Exercise brief: All lines after the one containing "Where can the tree foliage" are needed, along with that line itself. Please repeat them exactly through the end of the entries.

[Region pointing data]
◆ ◆ ◆ ◆ ◆

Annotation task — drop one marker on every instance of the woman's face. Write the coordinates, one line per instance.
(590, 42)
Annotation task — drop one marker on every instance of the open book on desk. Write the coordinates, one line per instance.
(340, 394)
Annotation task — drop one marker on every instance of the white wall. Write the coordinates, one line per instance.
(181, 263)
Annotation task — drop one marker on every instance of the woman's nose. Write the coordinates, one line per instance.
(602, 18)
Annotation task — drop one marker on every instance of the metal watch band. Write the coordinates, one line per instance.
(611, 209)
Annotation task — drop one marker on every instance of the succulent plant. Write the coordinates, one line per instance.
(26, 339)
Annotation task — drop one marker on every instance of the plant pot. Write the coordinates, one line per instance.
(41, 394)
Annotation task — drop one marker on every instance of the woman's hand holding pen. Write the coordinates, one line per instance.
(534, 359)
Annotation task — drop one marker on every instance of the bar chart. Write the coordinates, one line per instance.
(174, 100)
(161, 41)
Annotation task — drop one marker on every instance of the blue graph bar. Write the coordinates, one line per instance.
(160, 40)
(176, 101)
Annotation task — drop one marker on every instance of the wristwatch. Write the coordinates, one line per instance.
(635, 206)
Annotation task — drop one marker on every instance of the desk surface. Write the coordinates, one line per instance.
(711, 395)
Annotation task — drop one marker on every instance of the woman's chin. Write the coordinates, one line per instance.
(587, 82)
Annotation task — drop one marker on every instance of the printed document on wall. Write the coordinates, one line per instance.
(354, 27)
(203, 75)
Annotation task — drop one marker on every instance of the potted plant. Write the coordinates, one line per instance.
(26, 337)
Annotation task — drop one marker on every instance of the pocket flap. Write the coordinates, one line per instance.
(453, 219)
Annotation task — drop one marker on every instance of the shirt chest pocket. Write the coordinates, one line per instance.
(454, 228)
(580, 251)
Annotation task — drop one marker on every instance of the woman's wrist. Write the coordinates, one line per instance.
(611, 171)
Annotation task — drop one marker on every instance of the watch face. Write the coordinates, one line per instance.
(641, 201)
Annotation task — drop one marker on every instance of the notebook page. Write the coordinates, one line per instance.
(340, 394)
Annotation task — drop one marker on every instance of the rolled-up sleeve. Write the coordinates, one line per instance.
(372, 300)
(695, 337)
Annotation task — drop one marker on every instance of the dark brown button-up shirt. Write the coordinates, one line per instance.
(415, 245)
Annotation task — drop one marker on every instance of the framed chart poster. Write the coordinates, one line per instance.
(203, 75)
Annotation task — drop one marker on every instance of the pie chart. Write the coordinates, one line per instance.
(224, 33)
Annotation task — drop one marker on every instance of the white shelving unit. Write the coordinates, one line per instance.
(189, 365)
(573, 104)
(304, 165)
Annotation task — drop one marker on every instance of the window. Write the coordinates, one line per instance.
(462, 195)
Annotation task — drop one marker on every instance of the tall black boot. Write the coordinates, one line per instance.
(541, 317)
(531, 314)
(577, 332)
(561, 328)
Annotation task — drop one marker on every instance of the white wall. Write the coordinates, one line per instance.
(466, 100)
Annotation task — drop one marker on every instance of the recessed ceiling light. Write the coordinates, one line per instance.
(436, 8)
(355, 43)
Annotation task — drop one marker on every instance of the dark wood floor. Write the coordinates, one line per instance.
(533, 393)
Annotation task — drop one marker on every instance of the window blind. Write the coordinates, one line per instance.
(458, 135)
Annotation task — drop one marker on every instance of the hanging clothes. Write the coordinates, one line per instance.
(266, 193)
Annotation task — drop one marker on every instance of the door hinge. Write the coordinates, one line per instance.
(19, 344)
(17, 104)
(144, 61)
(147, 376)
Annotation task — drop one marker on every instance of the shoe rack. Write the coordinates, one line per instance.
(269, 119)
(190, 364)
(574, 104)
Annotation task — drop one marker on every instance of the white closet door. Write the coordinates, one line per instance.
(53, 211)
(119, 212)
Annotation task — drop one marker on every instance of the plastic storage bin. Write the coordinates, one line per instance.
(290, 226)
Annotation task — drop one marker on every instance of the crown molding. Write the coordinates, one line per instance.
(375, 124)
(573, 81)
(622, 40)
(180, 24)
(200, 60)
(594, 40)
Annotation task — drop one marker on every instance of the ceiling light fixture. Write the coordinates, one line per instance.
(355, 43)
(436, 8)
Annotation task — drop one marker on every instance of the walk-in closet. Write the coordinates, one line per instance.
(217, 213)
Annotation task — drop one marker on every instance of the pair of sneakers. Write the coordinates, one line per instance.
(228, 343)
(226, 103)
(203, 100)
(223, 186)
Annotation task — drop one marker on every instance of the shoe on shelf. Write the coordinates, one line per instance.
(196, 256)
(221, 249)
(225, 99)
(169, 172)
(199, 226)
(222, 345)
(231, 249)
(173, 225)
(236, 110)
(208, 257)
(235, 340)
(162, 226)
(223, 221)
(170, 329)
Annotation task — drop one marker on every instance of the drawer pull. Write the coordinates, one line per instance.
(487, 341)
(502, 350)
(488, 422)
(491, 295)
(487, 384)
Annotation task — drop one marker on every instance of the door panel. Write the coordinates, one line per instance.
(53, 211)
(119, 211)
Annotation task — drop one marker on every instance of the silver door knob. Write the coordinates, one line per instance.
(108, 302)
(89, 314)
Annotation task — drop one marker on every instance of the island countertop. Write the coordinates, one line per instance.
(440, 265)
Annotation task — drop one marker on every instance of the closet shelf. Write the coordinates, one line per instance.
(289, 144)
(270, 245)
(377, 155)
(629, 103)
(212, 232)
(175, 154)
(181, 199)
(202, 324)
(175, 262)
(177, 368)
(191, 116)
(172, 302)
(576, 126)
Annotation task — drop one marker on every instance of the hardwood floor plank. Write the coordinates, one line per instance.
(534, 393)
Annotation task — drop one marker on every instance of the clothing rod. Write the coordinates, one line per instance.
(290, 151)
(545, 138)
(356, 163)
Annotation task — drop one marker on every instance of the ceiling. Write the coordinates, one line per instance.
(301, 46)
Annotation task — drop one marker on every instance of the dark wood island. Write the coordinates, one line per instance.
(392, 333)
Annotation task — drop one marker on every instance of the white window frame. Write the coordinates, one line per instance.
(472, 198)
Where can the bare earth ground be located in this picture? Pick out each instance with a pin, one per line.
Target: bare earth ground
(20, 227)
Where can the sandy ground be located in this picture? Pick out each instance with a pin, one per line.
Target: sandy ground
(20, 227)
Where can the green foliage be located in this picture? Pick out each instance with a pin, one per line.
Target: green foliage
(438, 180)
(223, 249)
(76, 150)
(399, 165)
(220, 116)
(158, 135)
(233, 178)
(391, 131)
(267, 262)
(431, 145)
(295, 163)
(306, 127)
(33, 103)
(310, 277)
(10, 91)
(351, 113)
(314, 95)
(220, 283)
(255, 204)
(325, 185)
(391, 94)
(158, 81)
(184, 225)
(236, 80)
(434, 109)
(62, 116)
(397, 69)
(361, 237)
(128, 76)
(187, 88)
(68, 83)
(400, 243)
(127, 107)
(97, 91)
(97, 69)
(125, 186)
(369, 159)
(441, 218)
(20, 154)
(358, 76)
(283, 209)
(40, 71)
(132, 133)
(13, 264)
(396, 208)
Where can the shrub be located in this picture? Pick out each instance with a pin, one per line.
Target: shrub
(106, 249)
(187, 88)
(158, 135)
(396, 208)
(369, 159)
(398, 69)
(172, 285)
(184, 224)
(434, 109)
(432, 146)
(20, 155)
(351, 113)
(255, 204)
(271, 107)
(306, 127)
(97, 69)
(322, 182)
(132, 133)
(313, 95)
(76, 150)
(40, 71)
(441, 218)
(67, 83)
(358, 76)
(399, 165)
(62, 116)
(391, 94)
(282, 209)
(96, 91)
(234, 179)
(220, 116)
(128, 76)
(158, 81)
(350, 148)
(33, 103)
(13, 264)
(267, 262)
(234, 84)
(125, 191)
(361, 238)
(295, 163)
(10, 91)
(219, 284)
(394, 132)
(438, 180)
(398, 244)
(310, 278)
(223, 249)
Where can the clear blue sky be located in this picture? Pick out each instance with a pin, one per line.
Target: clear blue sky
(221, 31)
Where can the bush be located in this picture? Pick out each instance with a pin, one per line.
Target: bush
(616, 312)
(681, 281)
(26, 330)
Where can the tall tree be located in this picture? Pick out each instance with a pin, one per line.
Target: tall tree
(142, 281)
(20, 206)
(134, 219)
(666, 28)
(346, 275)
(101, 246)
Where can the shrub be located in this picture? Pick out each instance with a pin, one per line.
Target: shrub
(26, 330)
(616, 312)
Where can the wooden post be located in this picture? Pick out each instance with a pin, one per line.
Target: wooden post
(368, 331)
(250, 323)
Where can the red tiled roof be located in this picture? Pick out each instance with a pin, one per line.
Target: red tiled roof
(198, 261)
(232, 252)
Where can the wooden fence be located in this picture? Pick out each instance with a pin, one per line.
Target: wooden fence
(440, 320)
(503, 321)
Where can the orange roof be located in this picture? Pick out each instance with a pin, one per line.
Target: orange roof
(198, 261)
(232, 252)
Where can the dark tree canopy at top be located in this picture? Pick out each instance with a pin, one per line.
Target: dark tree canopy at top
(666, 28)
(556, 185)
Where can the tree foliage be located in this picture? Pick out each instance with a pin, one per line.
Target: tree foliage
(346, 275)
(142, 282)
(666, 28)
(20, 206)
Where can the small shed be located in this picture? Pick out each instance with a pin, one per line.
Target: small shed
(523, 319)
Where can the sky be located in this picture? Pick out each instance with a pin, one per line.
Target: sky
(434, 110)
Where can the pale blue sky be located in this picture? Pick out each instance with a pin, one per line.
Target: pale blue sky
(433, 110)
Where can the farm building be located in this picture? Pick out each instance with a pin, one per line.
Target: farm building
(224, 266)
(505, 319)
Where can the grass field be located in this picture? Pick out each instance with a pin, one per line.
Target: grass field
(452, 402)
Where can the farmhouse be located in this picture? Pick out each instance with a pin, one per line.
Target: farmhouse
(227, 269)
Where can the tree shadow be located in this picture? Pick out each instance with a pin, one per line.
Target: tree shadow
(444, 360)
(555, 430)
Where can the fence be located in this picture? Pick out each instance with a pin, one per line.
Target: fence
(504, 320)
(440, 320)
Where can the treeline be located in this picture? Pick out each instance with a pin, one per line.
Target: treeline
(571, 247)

◆ ◆ ◆ ◆ ◆

Response:
Where can the tree foliage be located in this picture? Pick out each instance with a pin, one per line.
Target: tree foliage
(346, 275)
(142, 282)
(666, 28)
(20, 206)
Where can the small shed be located in this picture? Pick out each instance with a pin, one per line.
Target: small shed
(523, 319)
Where can the sky be located in this picture? Pick out each instance with a pin, one per line.
Target: sky
(434, 110)
Where can the pale blue sky be located in this picture? Pick out each instance with a pin, one per line.
Target: pale blue sky
(433, 110)
Where can the farm building be located in this picture? Pick out each instance with a pin, one per line.
Target: farm building
(224, 266)
(505, 319)
Where can the grass field be located in this picture? Pick out each instance with a pin, one per line.
Target: grass field
(452, 402)
Where can the farmhouse be located in this picture? Pick out each instance with a pin, one per line.
Target: farmhouse
(227, 269)
Where can the tree shadow be located in this picture? Pick out each instance with a pin, one per line.
Target: tree shadow
(444, 360)
(555, 430)
Where can the fence be located in this picture? Pick out each instance with a pin, one per line.
Target: fence
(504, 320)
(440, 320)
Where can the treeline be located in this picture? Pick out each instance with a pin, one per line.
Target: treeline
(571, 247)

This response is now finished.